··· Provided entries

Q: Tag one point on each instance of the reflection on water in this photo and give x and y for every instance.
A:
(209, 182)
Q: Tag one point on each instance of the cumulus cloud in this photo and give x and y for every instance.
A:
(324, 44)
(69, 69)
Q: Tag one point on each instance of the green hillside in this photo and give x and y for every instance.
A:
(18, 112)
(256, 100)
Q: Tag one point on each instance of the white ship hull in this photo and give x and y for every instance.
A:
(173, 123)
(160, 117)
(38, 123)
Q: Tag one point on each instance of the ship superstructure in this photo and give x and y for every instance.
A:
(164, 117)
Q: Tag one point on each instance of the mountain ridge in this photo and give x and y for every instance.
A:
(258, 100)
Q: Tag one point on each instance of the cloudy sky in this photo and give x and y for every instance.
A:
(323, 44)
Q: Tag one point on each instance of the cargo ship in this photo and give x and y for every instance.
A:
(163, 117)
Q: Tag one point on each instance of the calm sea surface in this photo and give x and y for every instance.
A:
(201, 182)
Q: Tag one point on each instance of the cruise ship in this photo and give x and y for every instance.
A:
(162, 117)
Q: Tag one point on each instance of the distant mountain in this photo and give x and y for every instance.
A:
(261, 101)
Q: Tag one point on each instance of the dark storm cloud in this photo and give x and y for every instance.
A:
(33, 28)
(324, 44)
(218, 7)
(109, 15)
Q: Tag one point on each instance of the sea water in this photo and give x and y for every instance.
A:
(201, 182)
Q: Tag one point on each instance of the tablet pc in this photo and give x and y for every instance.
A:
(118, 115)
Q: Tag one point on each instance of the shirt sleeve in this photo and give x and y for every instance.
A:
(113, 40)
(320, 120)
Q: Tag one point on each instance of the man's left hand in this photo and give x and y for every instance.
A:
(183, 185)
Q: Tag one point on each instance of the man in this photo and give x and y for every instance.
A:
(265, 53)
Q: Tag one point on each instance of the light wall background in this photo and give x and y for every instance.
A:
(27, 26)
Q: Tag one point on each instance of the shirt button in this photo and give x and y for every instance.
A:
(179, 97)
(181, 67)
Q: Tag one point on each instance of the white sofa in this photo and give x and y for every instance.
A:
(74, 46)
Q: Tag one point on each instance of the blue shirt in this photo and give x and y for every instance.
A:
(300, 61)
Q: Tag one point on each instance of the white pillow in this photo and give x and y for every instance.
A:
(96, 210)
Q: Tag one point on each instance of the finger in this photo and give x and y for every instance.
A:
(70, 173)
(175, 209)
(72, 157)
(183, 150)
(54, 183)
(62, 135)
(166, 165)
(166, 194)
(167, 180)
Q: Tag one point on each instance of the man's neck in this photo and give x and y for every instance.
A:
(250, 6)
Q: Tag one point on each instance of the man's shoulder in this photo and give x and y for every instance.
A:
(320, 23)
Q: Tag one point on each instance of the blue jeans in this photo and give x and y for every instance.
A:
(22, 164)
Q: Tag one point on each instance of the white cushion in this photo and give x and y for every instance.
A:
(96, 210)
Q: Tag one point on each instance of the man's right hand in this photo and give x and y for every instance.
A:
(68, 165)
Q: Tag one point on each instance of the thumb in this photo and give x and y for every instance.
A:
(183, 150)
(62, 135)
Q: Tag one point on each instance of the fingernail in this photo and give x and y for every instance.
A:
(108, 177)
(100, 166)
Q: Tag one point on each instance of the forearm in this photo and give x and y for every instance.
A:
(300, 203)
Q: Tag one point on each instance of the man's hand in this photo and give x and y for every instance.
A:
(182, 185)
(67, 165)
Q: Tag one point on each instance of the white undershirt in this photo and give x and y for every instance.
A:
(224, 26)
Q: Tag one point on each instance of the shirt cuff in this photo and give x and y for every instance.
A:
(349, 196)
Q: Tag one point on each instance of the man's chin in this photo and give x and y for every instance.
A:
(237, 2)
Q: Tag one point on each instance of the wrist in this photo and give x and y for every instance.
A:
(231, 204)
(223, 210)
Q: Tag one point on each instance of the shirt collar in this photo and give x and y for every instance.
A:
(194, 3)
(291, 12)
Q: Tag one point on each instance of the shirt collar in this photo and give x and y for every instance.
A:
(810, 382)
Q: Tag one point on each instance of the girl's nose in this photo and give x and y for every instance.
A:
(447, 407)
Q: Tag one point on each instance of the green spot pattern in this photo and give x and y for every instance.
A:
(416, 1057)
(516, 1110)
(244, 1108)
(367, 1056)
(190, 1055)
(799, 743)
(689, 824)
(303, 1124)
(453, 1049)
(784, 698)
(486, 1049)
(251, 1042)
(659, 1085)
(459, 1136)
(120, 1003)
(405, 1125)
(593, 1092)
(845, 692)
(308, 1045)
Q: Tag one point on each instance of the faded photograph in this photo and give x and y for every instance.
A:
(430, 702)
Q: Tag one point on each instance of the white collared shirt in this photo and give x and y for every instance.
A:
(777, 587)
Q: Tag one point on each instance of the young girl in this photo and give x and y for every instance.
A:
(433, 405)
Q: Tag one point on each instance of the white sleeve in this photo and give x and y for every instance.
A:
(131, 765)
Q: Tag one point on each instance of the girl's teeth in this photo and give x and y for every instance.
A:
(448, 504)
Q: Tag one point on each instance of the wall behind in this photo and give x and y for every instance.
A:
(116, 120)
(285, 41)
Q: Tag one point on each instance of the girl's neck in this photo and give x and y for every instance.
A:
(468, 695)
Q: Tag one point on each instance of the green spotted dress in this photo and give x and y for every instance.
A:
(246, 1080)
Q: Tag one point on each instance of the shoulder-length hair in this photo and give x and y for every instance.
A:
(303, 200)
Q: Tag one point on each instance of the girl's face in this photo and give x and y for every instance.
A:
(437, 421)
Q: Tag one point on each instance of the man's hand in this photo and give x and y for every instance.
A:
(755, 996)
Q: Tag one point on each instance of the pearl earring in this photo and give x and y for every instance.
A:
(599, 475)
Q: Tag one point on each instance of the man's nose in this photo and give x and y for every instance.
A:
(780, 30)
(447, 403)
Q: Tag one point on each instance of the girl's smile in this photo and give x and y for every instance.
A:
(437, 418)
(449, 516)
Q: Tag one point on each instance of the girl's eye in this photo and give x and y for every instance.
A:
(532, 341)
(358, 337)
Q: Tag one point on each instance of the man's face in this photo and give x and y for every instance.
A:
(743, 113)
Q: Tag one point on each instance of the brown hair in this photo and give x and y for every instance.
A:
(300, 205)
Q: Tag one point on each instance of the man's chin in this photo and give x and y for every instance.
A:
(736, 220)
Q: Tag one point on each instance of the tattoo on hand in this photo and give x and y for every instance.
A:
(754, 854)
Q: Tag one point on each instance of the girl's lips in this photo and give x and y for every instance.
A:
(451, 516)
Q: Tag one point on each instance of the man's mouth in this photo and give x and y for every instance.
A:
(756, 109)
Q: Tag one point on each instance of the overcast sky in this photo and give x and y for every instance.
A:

······

What is expected | Make a verbatim copy of every entry shown above.

Result |
Q: Tag one point on each instance of the reflection on water in this photo and give x and y for every instance.
A:
(209, 182)
Q: Tag one point on each instance of the cumulus cloud in this photo and give x and y for every instance.
A:
(324, 44)
(69, 69)
Q: Tag one point on each instance of the green hillside in this photo and give x and y for every instance.
A:
(18, 112)
(256, 100)
Q: Tag one point on each instance of the white ship hull in this photo and give x and y for every instance.
A:
(173, 123)
(160, 117)
(38, 123)
Q: Tag one point on each instance of the ship superstructure in this photo and give x and y for every instance.
A:
(164, 117)
Q: Tag one point on each instance of the mountain ridge in this photo and give x and y for every instance.
A:
(258, 100)
Q: Tag one point on each instance of the cloudy sky in this photo and give x and y for every instance.
A:
(323, 44)
Q: Tag one point on each instance of the cargo ship in this photo and give x and y for every instance.
A:
(163, 117)
Q: Tag one point on each instance of the calm sea surface in this photo and give x and y for every instance.
A:
(201, 182)
Q: Tag one point on each instance of the cruise ship in this photo and give x and y for every instance.
A:
(162, 117)
Q: Tag one point on each instance of the distant mountain in this photo and give x and y for every instance.
A:
(261, 101)
Q: Tag one point on each instance of the dark storm cloud in this photo and give x and y for every instance.
A:
(33, 28)
(324, 44)
(218, 7)
(109, 15)
Q: Tag one point on each instance of the sea water in this photo and give x and y for every instance.
A:
(201, 182)
Q: Tag one point on each instance of the tablet pc in this photo and give x and y for every instance.
A:
(118, 115)
Q: Tag one point on each instance of the shirt sleeve in this photo and give x and y for every instance.
A:
(113, 40)
(320, 120)
Q: Tag one point on each instance of the man's left hand in this photo and give x and y for every instance.
A:
(183, 185)
Q: Tag one point on each instance of the man in this photo and give x and y for every instance.
A:
(265, 53)
Q: Tag one point on each instance of the light wall background in this photo and give x and y for every instance.
A:
(27, 26)
Q: Tag one point on each instance of the shirt button in this photo and give x and y for every instance.
A:
(179, 97)
(181, 67)
Q: Tag one point on each instance of the white sofa in this photo and give x and y for every instance.
A:
(74, 46)
Q: Tag one point on each instance of the blue shirt in this photo and give x and y for every instance.
A:
(300, 61)
Q: Tag one point on each instance of the white pillow in this photo and give x and y for every instance.
A:
(96, 210)
Q: Tag one point on each instance of the finger in this photo and give x and y for every instance.
A:
(70, 173)
(175, 209)
(72, 157)
(183, 150)
(54, 183)
(62, 135)
(166, 165)
(166, 194)
(167, 180)
Q: Tag one point on each instance of the man's neck in this photo and give x and y for every instance.
A:
(250, 6)
Q: Tag one point on each instance of the man's shoulder in this photo and give x and y for every instance.
A:
(320, 23)
Q: Tag one point on each instance of the blue jeans in this photo and give x and y for every instance.
A:
(22, 164)
Q: Tag one point on each instance of the white cushion in this photo and give x and y for every instance.
A:
(96, 210)
Q: Tag one point on each instance of the man's right hand in this photo and give x and y for every instance.
A:
(68, 165)
Q: Tag one point on each instance of the thumb in this photo and give x and y for every instance.
A:
(183, 150)
(62, 135)
Q: Tag one point on each instance of the fingernail in this photo and give x and y for every instance.
A:
(108, 177)
(100, 166)
Q: Tag one point on each instance of the forearm in this photo and give x and y for every instance.
A:
(300, 203)
Q: Tag one point on each instance of the man's hand in this photo and give x and y for every instance.
A:
(182, 185)
(67, 165)
Q: Tag one point on each instance of the white undershirt in this photo and give x and y for every instance.
A:
(224, 26)
Q: Tag one point on each instance of the shirt cuff in this photo and give x and y for every instance.
A:
(349, 196)
Q: Tag one point on each instance of the man's chin in this photo and give x and y for every instance.
A:
(237, 2)
Q: Tag one point on each instance of the wrist in this photo and give x and y for every instance.
A:
(231, 204)
(223, 210)
Q: Tag one point on each instance of the shirt collar in this photo and give x and y for every instance.
A:
(194, 3)
(291, 12)
Q: Tag one point on each instance of the shirt collar in this photo and give x and y for every instance.
A:
(810, 382)
Q: Tag one point on each instance of the girl's nose in this photo and give x and y for every instance.
A:
(447, 407)
Q: Tag one point on each instance of the green spot pattern in this photo and give x and y for every instance.
A:
(416, 1057)
(516, 1110)
(244, 1108)
(367, 1056)
(190, 1055)
(799, 743)
(689, 824)
(303, 1124)
(453, 1049)
(784, 698)
(486, 1049)
(251, 1042)
(659, 1085)
(459, 1136)
(120, 1003)
(405, 1125)
(593, 1092)
(845, 692)
(308, 1045)
Q: Tag one point on each instance of the faded photograph in this photo and give x and y for every instance.
A:
(430, 702)
Q: Tag one point on each instance of the white collared shirt in this photo and give x and y for every instance.
A:
(777, 587)
Q: Tag one point on each instance of the young girl in this photo and give x and y for every instance.
A:
(433, 405)
Q: Tag one point on each instance of the white sleeve in this photo and give x and y for every instance.
A:
(131, 765)
Q: Tag one point on each instance of the girl's teeth in this photo and give x and y for every instance.
A:
(448, 504)
Q: Tag one point on each instance of the wall behind in this photo and give x and y for every instance.
A:
(116, 120)
(285, 41)
Q: Tag one point on each instance of the girl's neck in this photo and give x and y for every instance.
A:
(468, 695)
Q: Tag one point on each instance of the green spotted dress in this photo and give x and y for every instance.
A:
(246, 1080)
Q: Tag one point on each instance of the shoulder-length hair in this photo and give x and y for every instance.
A:
(303, 200)
Q: Tag one point on each instance of the girl's face in this photo and give x and y for every instance.
A:
(437, 421)
Q: Tag one point on each instance of the man's hand in this photo and give x and y for every instance.
A:
(755, 996)
Q: Tag one point on each instance of the pearl earring in this photo and give x and y for every instance.
A:
(599, 475)
Q: Tag one point on each instance of the man's nose in this photo and give x and y for every instance.
A:
(780, 30)
(447, 403)
Q: Tag one point on each instance of the girl's smile in this photo and give x and y for every instance.
A:
(437, 418)
(449, 516)
Q: Tag one point on each instance of the girl's eye in this photo and give x and y for every instance.
A:
(532, 341)
(358, 337)
Q: Tag one point on each instance of the man's face in this photo and give x and y for every instance.
A:
(743, 113)
Q: Tag one point on each instance of the brown hair in this photo and give x and y for every instance.
A:
(300, 205)
Q: Tag one point on each instance of the man's chin in this photo and give x and y for every instance.
A:
(736, 220)
Q: Tag one point on each instance of the tattoo on hand in this photo and give x and y for every instance.
A:
(754, 854)
Q: Tag one point on each instance of the girl's lips in this photo and give x and y for every instance.
A:
(451, 516)
Q: Tag one point on each instance of the man's mouth in this photo and give x and y for every instance.
A:
(756, 109)
Q: Tag one point on each instance of the overcast sky in this photo and give x and y for every instance.
A:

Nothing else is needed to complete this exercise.